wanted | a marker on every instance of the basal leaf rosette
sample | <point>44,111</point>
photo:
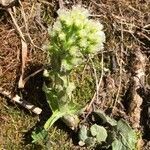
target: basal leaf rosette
<point>74,35</point>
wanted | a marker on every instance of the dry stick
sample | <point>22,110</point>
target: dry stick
<point>120,71</point>
<point>87,108</point>
<point>24,48</point>
<point>17,99</point>
<point>26,26</point>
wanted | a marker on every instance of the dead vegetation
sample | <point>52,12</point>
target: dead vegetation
<point>122,89</point>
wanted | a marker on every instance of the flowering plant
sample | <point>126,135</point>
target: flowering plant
<point>73,38</point>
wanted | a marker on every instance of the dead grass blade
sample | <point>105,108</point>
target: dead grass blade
<point>23,50</point>
<point>17,99</point>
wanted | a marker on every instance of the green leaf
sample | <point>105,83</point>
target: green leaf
<point>55,116</point>
<point>100,132</point>
<point>39,135</point>
<point>90,141</point>
<point>105,118</point>
<point>71,121</point>
<point>126,135</point>
<point>117,145</point>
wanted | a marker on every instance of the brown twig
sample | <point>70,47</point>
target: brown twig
<point>17,99</point>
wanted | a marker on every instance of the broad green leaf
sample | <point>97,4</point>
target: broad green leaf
<point>126,135</point>
<point>38,136</point>
<point>71,121</point>
<point>68,109</point>
<point>55,116</point>
<point>117,145</point>
<point>100,132</point>
<point>105,118</point>
<point>51,98</point>
<point>90,141</point>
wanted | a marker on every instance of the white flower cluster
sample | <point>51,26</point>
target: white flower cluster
<point>74,35</point>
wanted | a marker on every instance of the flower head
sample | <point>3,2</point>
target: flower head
<point>75,35</point>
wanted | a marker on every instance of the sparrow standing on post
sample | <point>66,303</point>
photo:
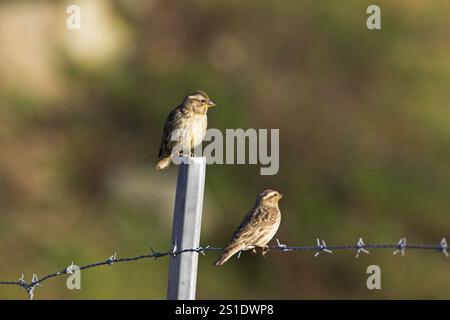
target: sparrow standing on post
<point>185,127</point>
<point>257,228</point>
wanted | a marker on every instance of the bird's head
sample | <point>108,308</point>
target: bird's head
<point>199,102</point>
<point>269,197</point>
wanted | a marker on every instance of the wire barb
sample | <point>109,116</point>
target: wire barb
<point>70,269</point>
<point>282,246</point>
<point>322,246</point>
<point>111,259</point>
<point>361,248</point>
<point>444,247</point>
<point>401,247</point>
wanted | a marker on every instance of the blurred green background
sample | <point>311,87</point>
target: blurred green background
<point>364,123</point>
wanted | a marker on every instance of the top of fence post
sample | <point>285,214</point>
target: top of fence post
<point>186,228</point>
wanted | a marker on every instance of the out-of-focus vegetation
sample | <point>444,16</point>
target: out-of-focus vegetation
<point>364,124</point>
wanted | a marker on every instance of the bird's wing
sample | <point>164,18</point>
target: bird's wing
<point>247,229</point>
<point>172,122</point>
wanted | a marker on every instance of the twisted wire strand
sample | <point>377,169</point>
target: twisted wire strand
<point>321,246</point>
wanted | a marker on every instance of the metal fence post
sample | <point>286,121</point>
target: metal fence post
<point>187,219</point>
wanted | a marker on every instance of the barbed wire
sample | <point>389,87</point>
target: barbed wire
<point>321,246</point>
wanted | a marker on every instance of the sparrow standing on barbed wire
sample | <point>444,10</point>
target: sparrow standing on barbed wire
<point>258,227</point>
<point>185,127</point>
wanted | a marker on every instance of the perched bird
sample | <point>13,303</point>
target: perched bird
<point>185,127</point>
<point>257,228</point>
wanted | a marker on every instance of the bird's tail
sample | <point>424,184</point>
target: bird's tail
<point>164,163</point>
<point>227,253</point>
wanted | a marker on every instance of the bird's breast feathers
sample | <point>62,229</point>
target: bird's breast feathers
<point>198,129</point>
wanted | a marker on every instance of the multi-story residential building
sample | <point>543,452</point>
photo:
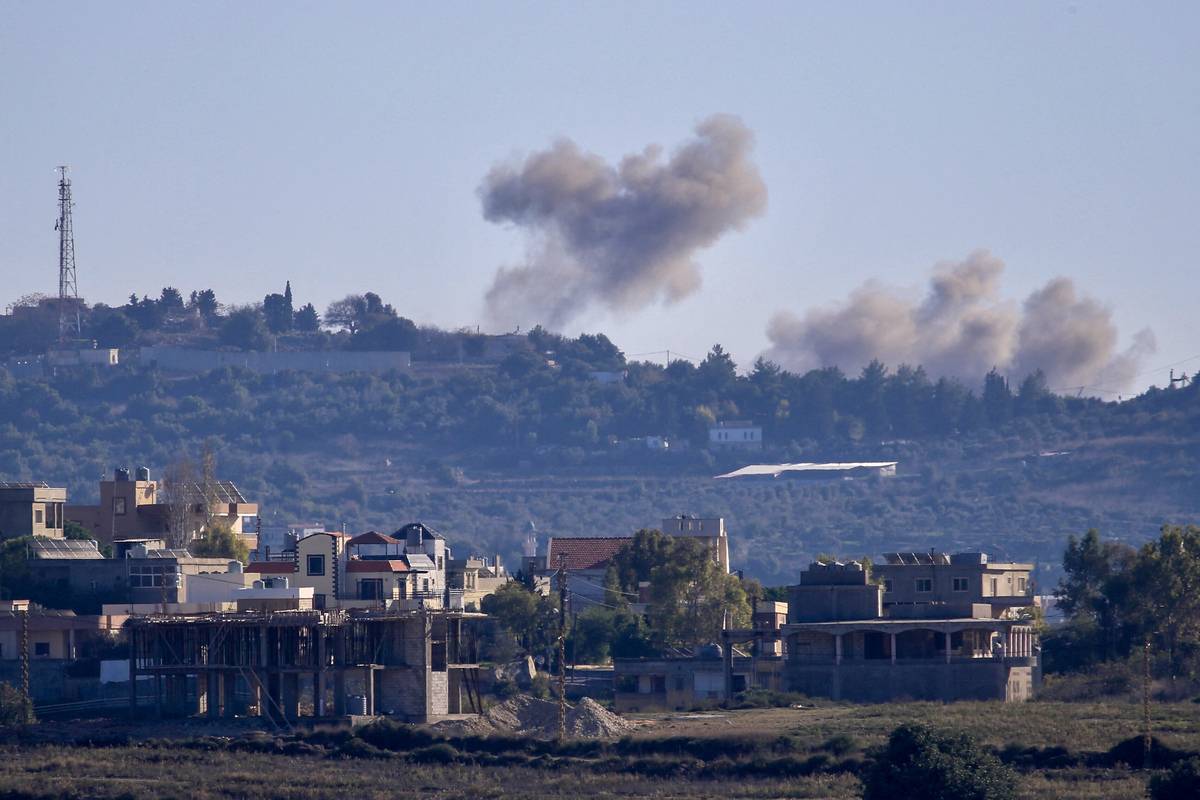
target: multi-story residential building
<point>586,559</point>
<point>321,564</point>
<point>143,576</point>
<point>406,570</point>
<point>711,529</point>
<point>923,584</point>
<point>137,506</point>
<point>31,510</point>
<point>933,635</point>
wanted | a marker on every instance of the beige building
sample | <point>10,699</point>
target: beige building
<point>136,507</point>
<point>473,578</point>
<point>915,629</point>
<point>709,529</point>
<point>923,584</point>
<point>31,510</point>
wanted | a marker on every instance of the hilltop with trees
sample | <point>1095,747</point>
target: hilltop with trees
<point>480,447</point>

————————

■ PROBLEM ■
All of the records above must be copied exactly, except for the pictures.

■ THE RESULT ■
wanted | a marker on every instance of the basal leaf rosette
sample | <point>44,111</point>
photo:
target: basal leaf rosette
<point>74,35</point>
wanted | a marker on every instance of the dry stick
sample | <point>22,110</point>
target: dry stick
<point>120,71</point>
<point>87,108</point>
<point>24,48</point>
<point>17,99</point>
<point>26,26</point>
wanted | a marker on every instance of the dead vegetation
sample | <point>52,12</point>
target: dead vegetation
<point>122,89</point>
wanted | a marker on every instance of the flowering plant
sample | <point>126,135</point>
target: flowering plant
<point>73,38</point>
wanted | a marker on every instance of the dead grass blade
sample | <point>105,108</point>
target: dead grass blade
<point>23,50</point>
<point>17,99</point>
wanted | a marker on every instance of the green leaf
sample | <point>105,83</point>
target: green leaf
<point>55,116</point>
<point>100,132</point>
<point>39,135</point>
<point>90,141</point>
<point>105,118</point>
<point>71,121</point>
<point>126,135</point>
<point>117,145</point>
wanted | a marker on every instance of the brown twig
sample | <point>70,47</point>
target: brown twig
<point>17,99</point>
wanted | a marker on every instance of the broad green leaf
sample | <point>97,4</point>
target: broad green leaf
<point>126,135</point>
<point>38,136</point>
<point>71,121</point>
<point>68,109</point>
<point>55,116</point>
<point>117,145</point>
<point>100,132</point>
<point>105,118</point>
<point>51,98</point>
<point>90,141</point>
wanted | a marker on every instance of the white flower cluster
sample | <point>51,26</point>
target: white flower cluster
<point>74,35</point>
wanted | a marker on every instance of the flower head
sample | <point>3,2</point>
target: flower head
<point>75,35</point>
wanted | a marker on every instance of the sparrow standing on post
sample | <point>66,303</point>
photo:
target: sparrow standing on post
<point>185,127</point>
<point>257,228</point>
wanted | a marker on every instance of the bird's head
sample | <point>108,308</point>
target: bird's head
<point>199,102</point>
<point>269,197</point>
wanted | a marker on every instance of the wire barb
sample | <point>109,116</point>
target: wire barb
<point>70,269</point>
<point>282,246</point>
<point>322,246</point>
<point>111,259</point>
<point>361,248</point>
<point>444,247</point>
<point>401,247</point>
wanted | a marker on every instance of the blurred green background
sample | <point>311,87</point>
target: blurred green background
<point>364,123</point>
wanted | a marker on every instance of the top of fence post
sample | <point>285,214</point>
target: top of fence post
<point>186,228</point>
wanted | a marker on every instance of the out-of-focus vegetation
sample | <point>444,16</point>
target: out-of-focus vegetation
<point>364,124</point>
wanted | a marker on every instance of the bird's wing
sample | <point>164,18</point>
target: bird's wing
<point>247,229</point>
<point>172,122</point>
wanted | a marker on every instance of the twisted wire strand
sample | <point>377,169</point>
target: twisted wire strand
<point>321,246</point>
wanted | a marker on every instance of the metal fence post
sample | <point>286,121</point>
target: metal fence post
<point>187,219</point>
wanted | a marker on every instance of the barbed wire
sample | <point>389,87</point>
target: barbed wire
<point>321,246</point>
wanted | a marker on every instance of the sparrow standing on barbed wire
sample | <point>444,10</point>
target: sparrow standing on barbed wire
<point>258,227</point>
<point>185,127</point>
wanted | a marker on every instance of the perched bird
sample | <point>13,303</point>
target: perched bird
<point>185,127</point>
<point>257,228</point>
wanted | a marker on every instance of the bird's tail
sample | <point>424,184</point>
target: bird's tail
<point>164,163</point>
<point>227,253</point>
wanted | a marker on every instance of the bird's breast feathers
sample | <point>62,229</point>
target: bird's breast feathers
<point>198,129</point>
wanted | a marker on every instance of the multi-story residential building
sample | <point>543,452</point>
photo:
target: multi-story residential building
<point>586,559</point>
<point>321,564</point>
<point>143,576</point>
<point>406,570</point>
<point>711,529</point>
<point>923,584</point>
<point>137,506</point>
<point>31,510</point>
<point>933,635</point>
wanted | a marker on every instance of the beige building
sample | <point>10,699</point>
target: beige building
<point>136,507</point>
<point>473,578</point>
<point>915,629</point>
<point>709,529</point>
<point>923,584</point>
<point>31,510</point>
wanted | a marker on every instance of the hilltop with trees
sample | <point>1095,747</point>
target: hilltop with trees
<point>480,447</point>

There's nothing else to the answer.